-- Opening Marker --

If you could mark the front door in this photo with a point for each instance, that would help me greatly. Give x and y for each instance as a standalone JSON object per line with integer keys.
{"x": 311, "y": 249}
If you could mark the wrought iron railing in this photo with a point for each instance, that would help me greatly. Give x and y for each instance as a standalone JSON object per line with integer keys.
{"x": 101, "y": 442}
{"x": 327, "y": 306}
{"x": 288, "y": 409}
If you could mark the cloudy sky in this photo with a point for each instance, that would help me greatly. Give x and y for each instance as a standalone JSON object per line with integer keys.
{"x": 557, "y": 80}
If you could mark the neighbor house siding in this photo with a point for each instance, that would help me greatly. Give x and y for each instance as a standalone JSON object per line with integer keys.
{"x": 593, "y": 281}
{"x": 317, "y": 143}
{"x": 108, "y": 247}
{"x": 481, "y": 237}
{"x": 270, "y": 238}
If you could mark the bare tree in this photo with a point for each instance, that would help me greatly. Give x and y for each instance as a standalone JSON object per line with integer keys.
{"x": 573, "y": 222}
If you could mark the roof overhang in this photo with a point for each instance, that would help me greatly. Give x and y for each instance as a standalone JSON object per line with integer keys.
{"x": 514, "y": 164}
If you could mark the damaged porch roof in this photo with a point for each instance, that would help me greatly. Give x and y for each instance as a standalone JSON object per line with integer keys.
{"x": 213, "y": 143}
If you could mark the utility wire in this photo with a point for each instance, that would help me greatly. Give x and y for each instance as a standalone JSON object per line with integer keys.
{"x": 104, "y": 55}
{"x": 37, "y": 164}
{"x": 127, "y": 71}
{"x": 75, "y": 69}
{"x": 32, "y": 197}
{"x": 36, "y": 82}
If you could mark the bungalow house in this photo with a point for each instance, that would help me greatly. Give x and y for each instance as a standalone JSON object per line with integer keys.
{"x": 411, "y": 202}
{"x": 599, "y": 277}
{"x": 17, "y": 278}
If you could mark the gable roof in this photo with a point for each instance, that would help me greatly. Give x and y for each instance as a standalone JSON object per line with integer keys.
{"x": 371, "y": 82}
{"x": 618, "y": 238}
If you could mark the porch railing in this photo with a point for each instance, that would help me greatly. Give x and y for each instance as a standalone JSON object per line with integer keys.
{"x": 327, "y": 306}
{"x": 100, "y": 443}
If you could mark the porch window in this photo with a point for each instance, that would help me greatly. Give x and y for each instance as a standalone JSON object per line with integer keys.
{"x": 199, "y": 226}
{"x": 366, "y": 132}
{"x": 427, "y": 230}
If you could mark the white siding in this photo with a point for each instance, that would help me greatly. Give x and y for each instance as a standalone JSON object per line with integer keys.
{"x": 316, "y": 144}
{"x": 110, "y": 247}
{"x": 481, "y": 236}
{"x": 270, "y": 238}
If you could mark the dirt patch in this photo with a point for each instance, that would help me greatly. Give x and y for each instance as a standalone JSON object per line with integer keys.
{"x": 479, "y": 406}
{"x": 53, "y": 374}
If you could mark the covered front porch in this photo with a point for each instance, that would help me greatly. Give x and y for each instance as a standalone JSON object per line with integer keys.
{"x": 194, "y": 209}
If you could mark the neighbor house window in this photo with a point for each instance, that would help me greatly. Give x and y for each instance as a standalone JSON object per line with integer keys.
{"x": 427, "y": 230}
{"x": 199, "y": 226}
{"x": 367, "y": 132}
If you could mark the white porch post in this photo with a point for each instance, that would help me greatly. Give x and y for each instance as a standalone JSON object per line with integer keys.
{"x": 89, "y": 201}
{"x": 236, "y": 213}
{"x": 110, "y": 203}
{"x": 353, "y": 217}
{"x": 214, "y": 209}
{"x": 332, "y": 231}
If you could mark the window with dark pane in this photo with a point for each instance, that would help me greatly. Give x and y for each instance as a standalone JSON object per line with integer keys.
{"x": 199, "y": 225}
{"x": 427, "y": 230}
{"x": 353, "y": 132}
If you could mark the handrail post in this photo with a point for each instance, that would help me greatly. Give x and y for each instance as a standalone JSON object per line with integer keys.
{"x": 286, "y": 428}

-- Closing Marker --

Give back the whole listing above, identical in every line.

**TASK OUTPUT**:
If you could mark the front door in this photo with a point for each instance, that would help me greatly. Give x and y for each instance as a standalone JSON object per line with integer keys.
{"x": 311, "y": 249}
If you could mark the wrought iron railing in this photo with a point for each instance, that would help me greatly. Give x and y for each instance as a standalone JSON object per line with integer keys.
{"x": 101, "y": 442}
{"x": 327, "y": 306}
{"x": 288, "y": 409}
If you could mark the cloudy sky in this photo with a point for each instance, that would help me greatly. Give x and y for each instance as a standalone JSON object per line with integer keys.
{"x": 557, "y": 80}
If you could mark the neighbor house siding in this photo with a point for each instance, that would help me greatly. Give x and y for each instance as a standalone JSON object per line with integer keys.
{"x": 593, "y": 281}
{"x": 317, "y": 143}
{"x": 108, "y": 247}
{"x": 481, "y": 237}
{"x": 270, "y": 238}
If you could mark the bare tree in this photo with a point for each instance, that would help me greatly. Give x and y for each instance as a standalone JSON object per line with integer keys.
{"x": 573, "y": 222}
If you could mark the roof overhang in this photo with a point for each instance, that would help me greatly. Give x and y for each instance as a standalone JSON object per line with integer keys.
{"x": 514, "y": 164}
If you could mark the damaged porch roof in this photo with a point for each instance, that would help me greatly. Give x and y for each instance as a standalone JSON object per line with integer keys.
{"x": 213, "y": 143}
If you could mark the utility wire in this photo with a point for each instance, that would help me greatly. Give x and y for each instance as a standalone JSON object per line with integer keys.
{"x": 104, "y": 55}
{"x": 37, "y": 164}
{"x": 127, "y": 71}
{"x": 75, "y": 69}
{"x": 32, "y": 197}
{"x": 36, "y": 82}
If you could mark the bungalow house in this photo with a point for each instance, that would help me greatly. Give x and y for each instance as a standalone JSON object per line with integer keys.
{"x": 411, "y": 202}
{"x": 599, "y": 277}
{"x": 17, "y": 278}
If you could mark the gable roof in this photo with a point for each instance, that would help me greatly. Give x and y for each instance as a standalone JSON object per line with integer keys.
{"x": 371, "y": 82}
{"x": 618, "y": 238}
If you could mark the porch railing in this photo with a point for each instance, that would help me greatly. Give x and y for each instance as a standalone JSON object per line with integer keys.
{"x": 327, "y": 306}
{"x": 100, "y": 443}
If you could mark the porch window in this photo with a point for each instance, that would help me greatly. Give x and y for each instance as a standalone JSON object per line with integer keys.
{"x": 199, "y": 226}
{"x": 366, "y": 132}
{"x": 427, "y": 230}
If you could mark the white siding in this photo with a point for each instance, that would help me greatly. Give x and y for each instance as a standalone JSON object per line with integer keys.
{"x": 316, "y": 144}
{"x": 110, "y": 247}
{"x": 481, "y": 236}
{"x": 270, "y": 238}
If you could mark the dirt patch in this photo with a point for each instance, that would help me greatly. Give x and y for each instance as a standalone JSON object per line with integer keys.
{"x": 479, "y": 406}
{"x": 53, "y": 374}
If you could mark the covered front porch in this photo with a point for each instance, that would help me greatly. Give x and y for each instance as a standalone JSON object per line with integer keys.
{"x": 194, "y": 209}
If you could mark the neighbor house window in this photo with a point for each instance, that would help me greatly. Give x and y for each instance as a standalone JSON object per line with integer keys.
{"x": 427, "y": 230}
{"x": 199, "y": 226}
{"x": 367, "y": 132}
If you could mark the white porch post in this photo with a point for each instance, that would help me greatly. Give x and y for each instance as a standalone JSON object per line with integer keys.
{"x": 89, "y": 201}
{"x": 236, "y": 213}
{"x": 110, "y": 203}
{"x": 353, "y": 217}
{"x": 214, "y": 209}
{"x": 332, "y": 231}
If you could mark the window with dark pane in this photo with a point for each instance, that would help me greatly. Give x and y for each instance as a standalone JSON object per line with integer keys.
{"x": 199, "y": 225}
{"x": 427, "y": 230}
{"x": 353, "y": 132}
If you could mark the handrail post in this photo with a point for each instance, that would help me greatly. Give x and y for each instance as a standalone JSON object per line with integer keys.
{"x": 286, "y": 428}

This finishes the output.